» What you should do:
Copy out each line of the items below that contains the string "stone".

» Records shown:
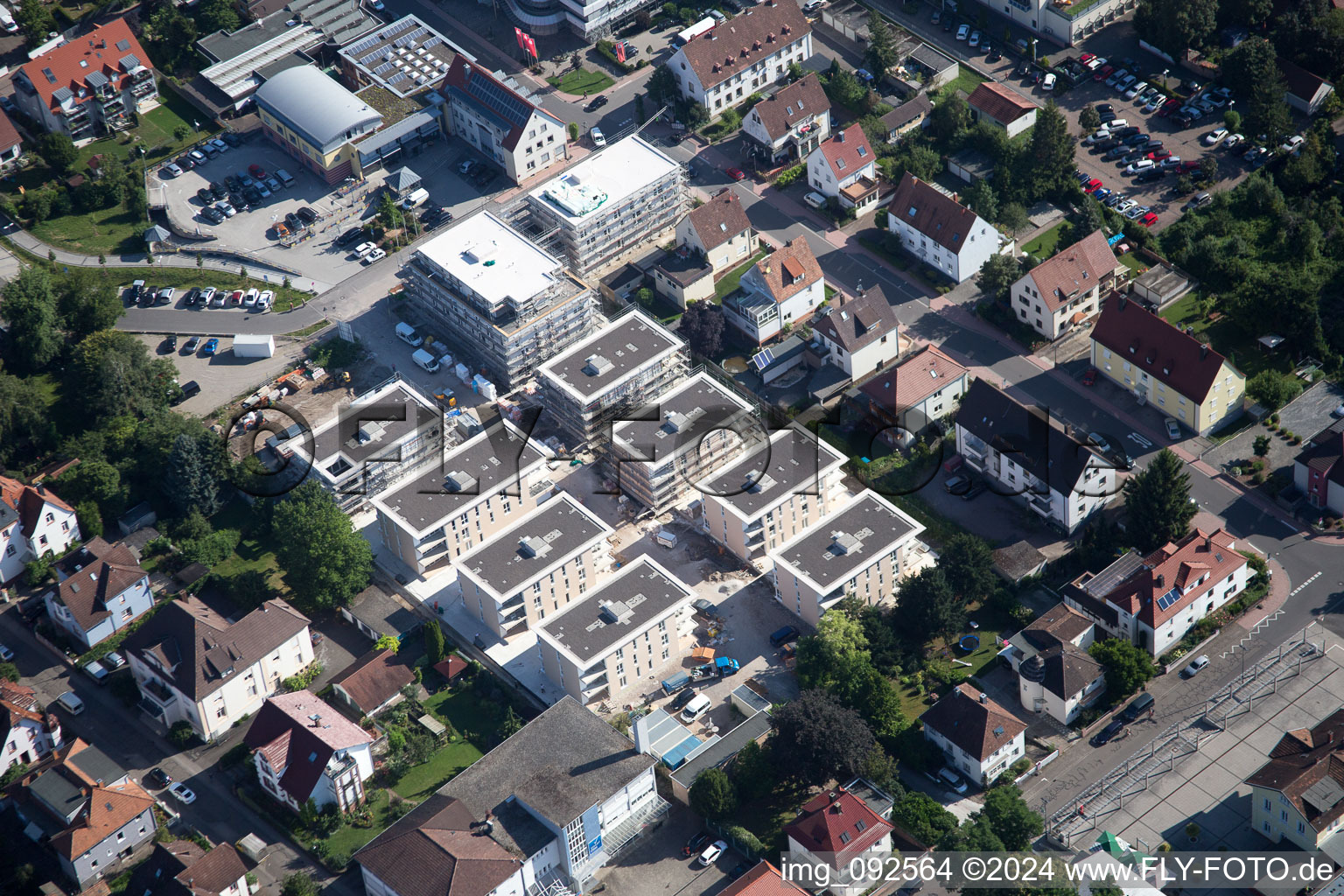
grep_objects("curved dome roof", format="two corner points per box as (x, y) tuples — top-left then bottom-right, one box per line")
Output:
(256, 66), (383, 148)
* * *
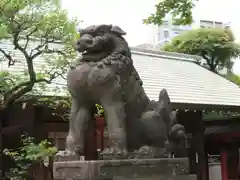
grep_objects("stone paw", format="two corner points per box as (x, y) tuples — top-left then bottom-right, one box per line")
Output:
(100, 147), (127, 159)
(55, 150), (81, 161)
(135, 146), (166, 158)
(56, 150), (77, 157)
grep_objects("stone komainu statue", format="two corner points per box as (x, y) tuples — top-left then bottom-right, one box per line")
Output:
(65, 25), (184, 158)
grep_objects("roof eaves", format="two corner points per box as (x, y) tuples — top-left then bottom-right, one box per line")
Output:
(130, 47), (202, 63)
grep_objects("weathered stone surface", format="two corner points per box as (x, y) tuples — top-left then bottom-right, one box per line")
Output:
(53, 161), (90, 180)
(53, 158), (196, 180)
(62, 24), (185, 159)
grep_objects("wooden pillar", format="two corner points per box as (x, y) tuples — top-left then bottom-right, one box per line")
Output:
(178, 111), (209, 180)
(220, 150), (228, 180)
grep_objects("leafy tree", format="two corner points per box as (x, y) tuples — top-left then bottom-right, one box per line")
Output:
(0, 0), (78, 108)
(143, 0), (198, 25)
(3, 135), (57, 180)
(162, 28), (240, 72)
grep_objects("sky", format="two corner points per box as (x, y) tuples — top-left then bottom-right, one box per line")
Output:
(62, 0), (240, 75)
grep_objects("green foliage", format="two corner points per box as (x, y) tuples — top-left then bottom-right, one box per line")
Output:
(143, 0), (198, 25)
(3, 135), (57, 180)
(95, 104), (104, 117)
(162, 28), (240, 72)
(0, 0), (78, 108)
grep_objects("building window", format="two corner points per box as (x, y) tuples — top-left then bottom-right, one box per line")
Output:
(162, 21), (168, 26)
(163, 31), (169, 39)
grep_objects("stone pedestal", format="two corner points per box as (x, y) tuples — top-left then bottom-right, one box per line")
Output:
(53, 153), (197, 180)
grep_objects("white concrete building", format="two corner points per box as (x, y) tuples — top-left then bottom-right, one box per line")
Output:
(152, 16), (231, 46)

» Problem solution:
grep_objects("stone paw", format="two corner points per box as (x, y) tuples — top-left then bottom-right, one box per line")
grep_objects("stone komainu statue", format="two corner points per box as (x, y) tuples — top-left then bottom-right, one box per line")
grep_objects("weathered stone surface", format="two corner points per box as (x, y) tuples — top-left then bottom-right, one box per line")
grep_objects("stone pedestal", format="two corner points per box as (x, y) tuples — top-left then bottom-right, one box per line")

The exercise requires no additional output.